- [Your task]
How many lines in the items below contain the string "green", with case counting? Reply with the number alone.

====== Record list ======

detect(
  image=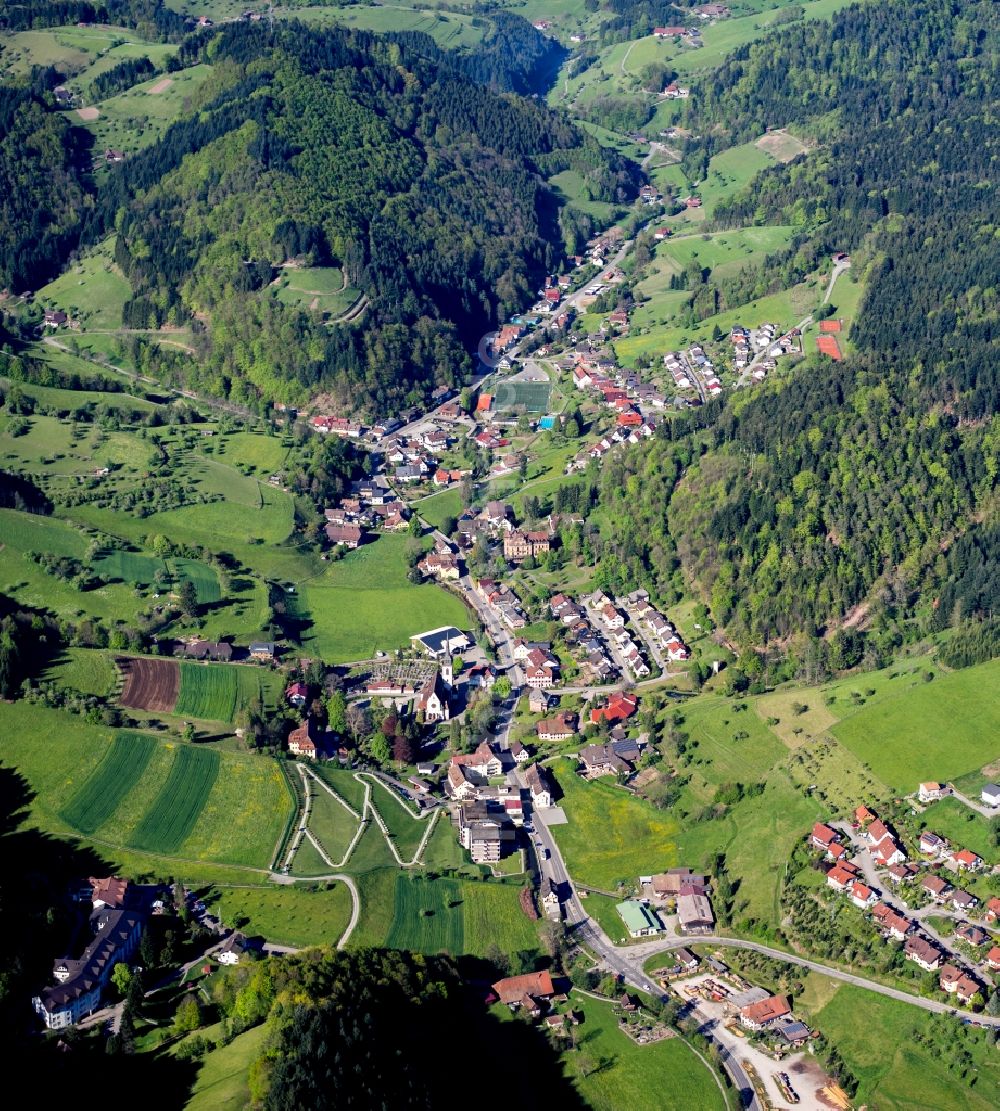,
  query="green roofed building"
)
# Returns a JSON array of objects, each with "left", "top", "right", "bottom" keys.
[{"left": 618, "top": 899, "right": 663, "bottom": 938}]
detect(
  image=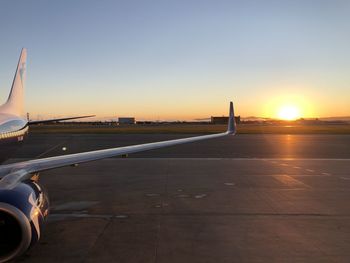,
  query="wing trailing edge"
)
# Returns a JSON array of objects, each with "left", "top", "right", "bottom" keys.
[{"left": 0, "top": 102, "right": 236, "bottom": 189}]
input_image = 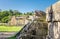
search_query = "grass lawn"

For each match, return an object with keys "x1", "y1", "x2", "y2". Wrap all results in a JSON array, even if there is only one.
[{"x1": 0, "y1": 26, "x2": 22, "y2": 32}]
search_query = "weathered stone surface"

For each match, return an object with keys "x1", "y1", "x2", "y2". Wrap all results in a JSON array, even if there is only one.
[{"x1": 46, "y1": 1, "x2": 60, "y2": 39}]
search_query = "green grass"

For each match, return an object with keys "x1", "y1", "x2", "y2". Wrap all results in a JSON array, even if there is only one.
[{"x1": 0, "y1": 26, "x2": 22, "y2": 32}]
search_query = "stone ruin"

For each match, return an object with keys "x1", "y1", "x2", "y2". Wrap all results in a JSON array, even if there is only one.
[{"x1": 46, "y1": 1, "x2": 60, "y2": 39}]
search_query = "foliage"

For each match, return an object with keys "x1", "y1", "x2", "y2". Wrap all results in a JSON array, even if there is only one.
[
  {"x1": 0, "y1": 26, "x2": 22, "y2": 31},
  {"x1": 0, "y1": 9, "x2": 33, "y2": 23}
]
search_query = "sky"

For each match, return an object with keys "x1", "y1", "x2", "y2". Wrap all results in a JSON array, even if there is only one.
[{"x1": 0, "y1": 0, "x2": 58, "y2": 13}]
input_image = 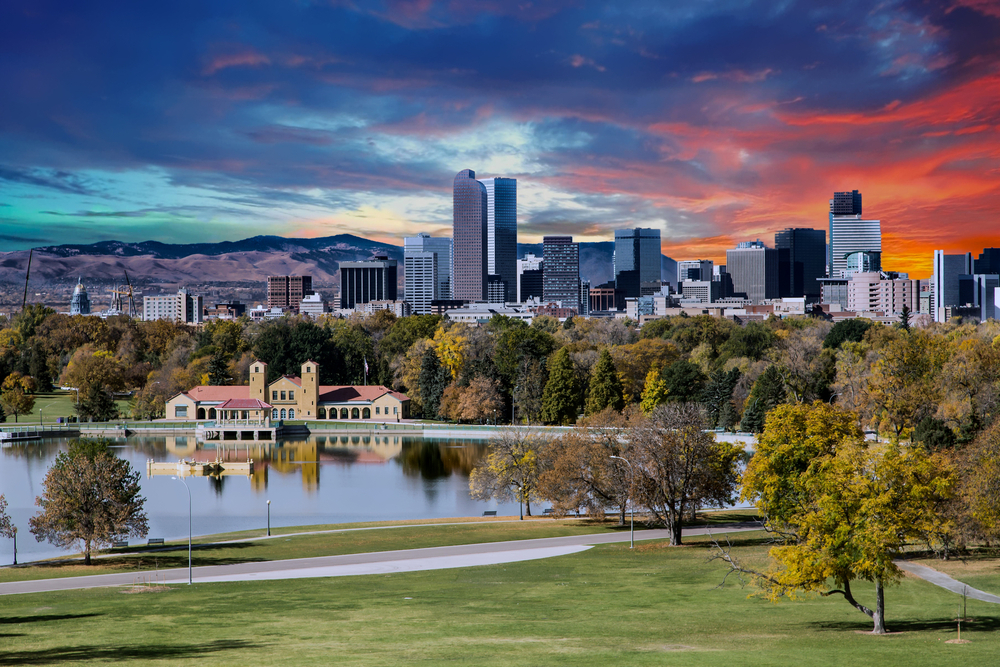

======

- [Answer below]
2